O design das massas

[28 jan 2014 | Pedro Mello e Souza | Sem comentários ]

 

Dos metros de spaghetto de parmesano, de Ferran Adrià (Foto: Francesc Guillaumet)

Das mãos das nonnas às pranchetas dos engenheiros,

surge um novo desenho em um dos paraísos dos gourmets

(Pedro Mello e Souza, especial para a revista Magazine 50)

 

Em 1987, no auge de sua badalação, o arquiteto Philippe Starck recebeu uma encomenda inesperada das massas Panzani, francesa, a maior do gênero fora da Itália. O pedido, um formato diferente, que levasse os traços contemporâneos para o prato, mas mantendo sempre aquilo que as pastas tradicionais têm de melhor: a textura, o paladar e a capacidade de reter os molhos. Mas isso não era exatamente uma novidade na época. Dois anos antes, um designer da indústria automobilística, Giorgetto Giugiaro, era chamado pela Barilla para desenvolver uma massa para a sua linha mais chique, a Voiello.

----------

## EXERCÍCIO PROPOSTO 1
Renomeie "mowed grass" para "trimmed grass" na listagem e reescreva todas as linhas desde a que contém "every tall tree" até a que contém "[196,167,499,185]", ambas inclusive, mantendo todo o restante inalterado.
O texto e a listagem são materiais independentes entre si.

## MATERIAL FORNECIDO
----------

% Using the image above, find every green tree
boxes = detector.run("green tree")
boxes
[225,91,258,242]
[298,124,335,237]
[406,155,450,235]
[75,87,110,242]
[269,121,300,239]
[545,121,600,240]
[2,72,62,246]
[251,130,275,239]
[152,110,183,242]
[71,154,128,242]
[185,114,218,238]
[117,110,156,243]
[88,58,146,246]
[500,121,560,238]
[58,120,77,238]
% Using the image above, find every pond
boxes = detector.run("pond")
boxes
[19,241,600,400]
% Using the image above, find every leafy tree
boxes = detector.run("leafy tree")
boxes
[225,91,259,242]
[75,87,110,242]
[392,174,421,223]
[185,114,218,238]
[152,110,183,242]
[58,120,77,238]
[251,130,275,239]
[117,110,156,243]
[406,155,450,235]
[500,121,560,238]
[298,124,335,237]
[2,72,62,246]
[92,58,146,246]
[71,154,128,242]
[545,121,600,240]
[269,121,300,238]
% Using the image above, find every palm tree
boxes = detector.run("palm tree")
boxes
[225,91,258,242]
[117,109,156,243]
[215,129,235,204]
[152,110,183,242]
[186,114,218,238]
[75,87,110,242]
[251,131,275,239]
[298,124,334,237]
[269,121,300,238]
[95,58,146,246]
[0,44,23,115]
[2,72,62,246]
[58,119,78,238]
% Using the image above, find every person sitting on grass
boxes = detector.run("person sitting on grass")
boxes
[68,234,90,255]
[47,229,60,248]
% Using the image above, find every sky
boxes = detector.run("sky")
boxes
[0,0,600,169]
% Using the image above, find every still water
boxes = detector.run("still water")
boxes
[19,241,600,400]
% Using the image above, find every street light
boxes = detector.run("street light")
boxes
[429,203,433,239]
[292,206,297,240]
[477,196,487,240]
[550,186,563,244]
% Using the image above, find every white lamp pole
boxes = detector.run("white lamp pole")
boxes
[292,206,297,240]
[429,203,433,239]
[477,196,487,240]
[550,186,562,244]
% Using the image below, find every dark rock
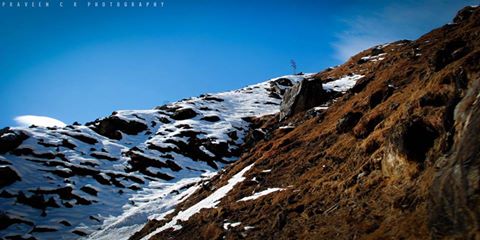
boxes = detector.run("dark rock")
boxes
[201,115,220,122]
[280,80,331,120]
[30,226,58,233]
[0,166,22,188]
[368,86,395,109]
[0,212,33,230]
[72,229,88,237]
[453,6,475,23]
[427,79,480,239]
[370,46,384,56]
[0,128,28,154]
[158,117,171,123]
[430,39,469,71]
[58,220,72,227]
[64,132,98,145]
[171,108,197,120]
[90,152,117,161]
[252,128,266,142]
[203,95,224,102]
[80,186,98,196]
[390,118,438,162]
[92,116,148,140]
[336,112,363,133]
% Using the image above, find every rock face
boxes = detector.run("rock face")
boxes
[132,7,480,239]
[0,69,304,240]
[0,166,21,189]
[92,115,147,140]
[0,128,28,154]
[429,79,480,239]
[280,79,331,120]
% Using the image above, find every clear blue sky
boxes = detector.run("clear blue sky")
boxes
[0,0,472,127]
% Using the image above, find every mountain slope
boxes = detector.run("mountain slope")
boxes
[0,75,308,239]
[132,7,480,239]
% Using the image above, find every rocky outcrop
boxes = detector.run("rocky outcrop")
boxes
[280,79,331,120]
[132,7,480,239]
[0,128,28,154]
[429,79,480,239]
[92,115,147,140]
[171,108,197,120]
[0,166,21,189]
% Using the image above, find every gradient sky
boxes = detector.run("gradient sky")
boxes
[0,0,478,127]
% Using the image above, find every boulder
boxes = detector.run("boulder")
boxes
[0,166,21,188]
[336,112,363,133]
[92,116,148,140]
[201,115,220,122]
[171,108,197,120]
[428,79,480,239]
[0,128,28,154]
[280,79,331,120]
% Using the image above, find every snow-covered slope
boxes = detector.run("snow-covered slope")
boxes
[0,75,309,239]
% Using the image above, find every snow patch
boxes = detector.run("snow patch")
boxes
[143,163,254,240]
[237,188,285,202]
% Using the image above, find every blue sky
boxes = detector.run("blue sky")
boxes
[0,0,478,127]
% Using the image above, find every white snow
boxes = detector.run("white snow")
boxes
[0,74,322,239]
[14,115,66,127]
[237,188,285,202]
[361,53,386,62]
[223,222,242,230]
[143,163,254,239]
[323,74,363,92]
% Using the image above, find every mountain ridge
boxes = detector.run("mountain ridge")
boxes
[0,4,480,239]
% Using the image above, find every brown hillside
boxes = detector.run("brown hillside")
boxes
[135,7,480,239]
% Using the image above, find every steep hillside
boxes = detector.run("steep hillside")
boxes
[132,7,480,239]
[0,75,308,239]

----------

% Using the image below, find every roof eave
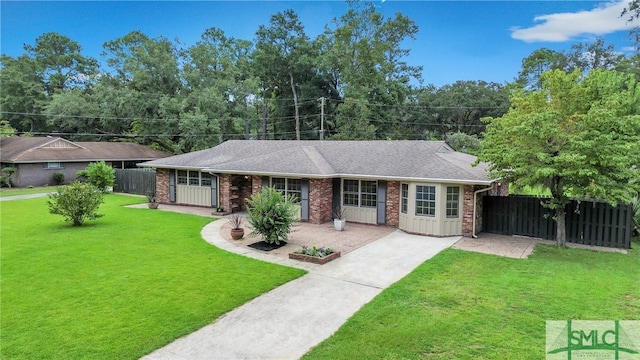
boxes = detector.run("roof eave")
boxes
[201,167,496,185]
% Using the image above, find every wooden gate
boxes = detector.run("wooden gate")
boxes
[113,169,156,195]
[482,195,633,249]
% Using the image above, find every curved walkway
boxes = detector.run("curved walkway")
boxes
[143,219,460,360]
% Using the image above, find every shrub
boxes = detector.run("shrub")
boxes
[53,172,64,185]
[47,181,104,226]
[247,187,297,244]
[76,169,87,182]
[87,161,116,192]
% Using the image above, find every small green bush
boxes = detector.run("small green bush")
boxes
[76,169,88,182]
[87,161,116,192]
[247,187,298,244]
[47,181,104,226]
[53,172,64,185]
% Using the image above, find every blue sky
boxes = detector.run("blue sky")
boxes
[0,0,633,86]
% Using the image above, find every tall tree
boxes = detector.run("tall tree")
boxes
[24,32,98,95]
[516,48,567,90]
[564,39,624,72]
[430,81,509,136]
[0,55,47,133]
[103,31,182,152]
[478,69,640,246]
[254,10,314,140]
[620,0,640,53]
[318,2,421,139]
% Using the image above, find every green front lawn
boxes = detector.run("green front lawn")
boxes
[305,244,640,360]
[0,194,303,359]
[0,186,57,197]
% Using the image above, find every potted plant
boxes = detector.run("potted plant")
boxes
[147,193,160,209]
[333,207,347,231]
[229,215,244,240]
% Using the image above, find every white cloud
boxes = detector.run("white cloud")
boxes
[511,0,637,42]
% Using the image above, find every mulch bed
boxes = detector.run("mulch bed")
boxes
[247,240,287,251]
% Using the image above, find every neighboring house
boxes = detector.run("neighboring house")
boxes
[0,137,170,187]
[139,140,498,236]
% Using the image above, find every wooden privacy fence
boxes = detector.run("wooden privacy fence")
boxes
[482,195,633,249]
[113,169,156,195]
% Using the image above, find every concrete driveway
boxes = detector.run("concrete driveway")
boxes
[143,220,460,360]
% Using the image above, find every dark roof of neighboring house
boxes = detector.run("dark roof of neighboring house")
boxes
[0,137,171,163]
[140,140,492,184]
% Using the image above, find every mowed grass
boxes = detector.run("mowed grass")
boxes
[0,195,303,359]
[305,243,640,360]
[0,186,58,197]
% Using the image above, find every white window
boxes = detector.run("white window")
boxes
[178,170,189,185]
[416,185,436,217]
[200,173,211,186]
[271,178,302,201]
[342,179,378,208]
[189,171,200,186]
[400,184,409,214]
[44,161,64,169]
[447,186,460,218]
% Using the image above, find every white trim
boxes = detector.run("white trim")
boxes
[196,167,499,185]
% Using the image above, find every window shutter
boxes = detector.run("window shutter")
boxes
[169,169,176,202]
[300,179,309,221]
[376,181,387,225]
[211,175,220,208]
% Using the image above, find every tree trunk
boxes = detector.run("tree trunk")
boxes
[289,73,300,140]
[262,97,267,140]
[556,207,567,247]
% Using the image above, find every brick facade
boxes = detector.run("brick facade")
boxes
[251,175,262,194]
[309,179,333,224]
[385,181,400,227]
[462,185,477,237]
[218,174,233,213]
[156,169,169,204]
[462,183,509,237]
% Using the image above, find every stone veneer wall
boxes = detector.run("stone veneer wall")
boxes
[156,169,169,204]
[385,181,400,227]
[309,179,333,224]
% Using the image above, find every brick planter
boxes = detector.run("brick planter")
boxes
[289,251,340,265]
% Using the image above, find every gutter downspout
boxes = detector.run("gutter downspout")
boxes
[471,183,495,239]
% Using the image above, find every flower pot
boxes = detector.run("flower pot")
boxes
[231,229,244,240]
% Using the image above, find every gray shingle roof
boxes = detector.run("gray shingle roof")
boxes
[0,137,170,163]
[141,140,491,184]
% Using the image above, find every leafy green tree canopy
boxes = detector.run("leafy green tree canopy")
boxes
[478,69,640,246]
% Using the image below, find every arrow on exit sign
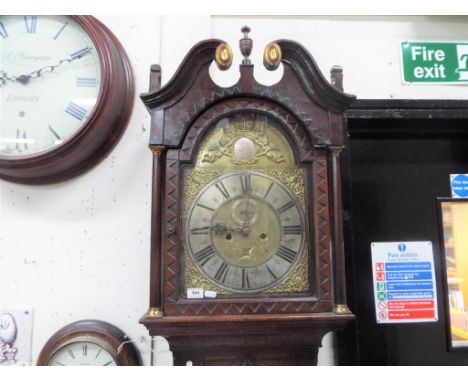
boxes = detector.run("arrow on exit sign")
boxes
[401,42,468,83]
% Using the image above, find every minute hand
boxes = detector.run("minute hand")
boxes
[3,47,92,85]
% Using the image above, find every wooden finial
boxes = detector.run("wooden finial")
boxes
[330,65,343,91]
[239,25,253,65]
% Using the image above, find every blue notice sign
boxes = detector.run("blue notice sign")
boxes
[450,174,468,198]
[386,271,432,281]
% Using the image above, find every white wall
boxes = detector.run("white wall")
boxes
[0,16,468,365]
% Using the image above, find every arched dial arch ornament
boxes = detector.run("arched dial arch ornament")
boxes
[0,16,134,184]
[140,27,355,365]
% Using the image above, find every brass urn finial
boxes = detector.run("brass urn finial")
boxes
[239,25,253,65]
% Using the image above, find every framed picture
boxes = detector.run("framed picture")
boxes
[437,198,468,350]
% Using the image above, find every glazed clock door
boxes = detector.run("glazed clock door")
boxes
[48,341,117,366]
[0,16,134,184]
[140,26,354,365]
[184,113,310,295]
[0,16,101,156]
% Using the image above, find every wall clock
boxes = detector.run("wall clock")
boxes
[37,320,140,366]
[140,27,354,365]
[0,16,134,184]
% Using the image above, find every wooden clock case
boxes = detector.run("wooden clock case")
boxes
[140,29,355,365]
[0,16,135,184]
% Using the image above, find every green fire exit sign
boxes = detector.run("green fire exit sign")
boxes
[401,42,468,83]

----------

## EXERCÍCIO PROPOSTO 2
Reproduza fielmente o texto sobre o design das massas, desde "Dos metros de" até "chique, a Voiello.".

## RESPOSTA 1
% Using the image above, find every tall tree
boxes = detector.run("tall tree")
boxes
[24,32,98,95]
[516,48,567,90]
[564,39,624,72]
[430,81,509,136]
[0,55,47,133]
[103,31,182,152]
[478,69,640,246]
[254,10,314,140]
[620,0,640,53]
[318,2,421,139]
% Using the image above, find every green front lawn
boxes = detector.run("green front lawn")
boxes
[305,244,640,360]
[0,194,303,359]
[0,186,57,197]
% Using the image above, find every potted plant
boxes = detector.run("potted plant")
boxes
[147,193,160,209]
[333,207,347,231]
[229,215,244,240]
% Using the image above, find every white cloud
boxes = detector.run("white cloud")
boxes
[511,0,637,42]
% Using the image above, find every mulch bed
boxes = detector.run("mulch bed")
boxes
[247,240,287,251]
% Using the image above, find every neighboring house
boxes = detector.run("neighboring house")
boxes
[0,137,170,187]
[139,140,498,236]
% Using the image above, find every wooden privacy fence
boxes = detector.run("wooden privacy fence")
boxes
[482,195,633,249]
[113,169,156,195]
% Using the image above, find every concrete driveway
boxes = detector.run("concrete driveway")
boxes
[143,220,460,360]
% Using the image above, find every dark roof of neighboring house
boxes = detector.run("dark roof of neighboring house")
boxes
[0,137,171,163]
[140,140,492,184]
% Using the image above, find every trimmed grass
boxes = detector.run("trimmed grass")
boxes
[0,195,303,359]
[305,243,640,360]
[0,186,58,197]
% Using the image above, find every white window
boxes = detector.run("white window")
boxes
[178,170,189,185]
[416,185,436,217]
[200,173,211,186]
[271,178,302,201]
[342,179,378,208]
[189,171,200,186]
[400,184,409,214]
[44,161,64,169]
[447,186,460,218]
% Using the image above, find every white trim
boxes = detector.run("white trim")
boxes
[196,167,499,185]

## RESPOSTA 2
Dos metros de spaghetto de parmesano, de Ferran Adrià (Foto: Francesc Guillaumet)

Das mãos das nonnas às pranchetas dos engenheiros,

surge um novo desenho em um dos paraísos dos gourmets

(Pedro Mello e Souza, especial para a revista Magazine 50)

 

Em 1987, no auge de sua badalação, o arquiteto Philippe Starck recebeu uma encomenda inesperada das massas Panzani, francesa, a maior do gênero fora da Itália. O pedido, um formato diferente, que levasse os traços contemporâneos para o prato, mas mantendo sempre aquilo que as pastas tradicionais têm de melhor: a textura, o paladar e a capacidade de reter os molhos. Mas isso não era exatamente uma novidade na época. Dois anos antes, um designer da indústria automobilística, Giorgetto Giugiaro, era chamado pela Barilla para desenvolver uma massa para a sua linha mais chique, a Voiello.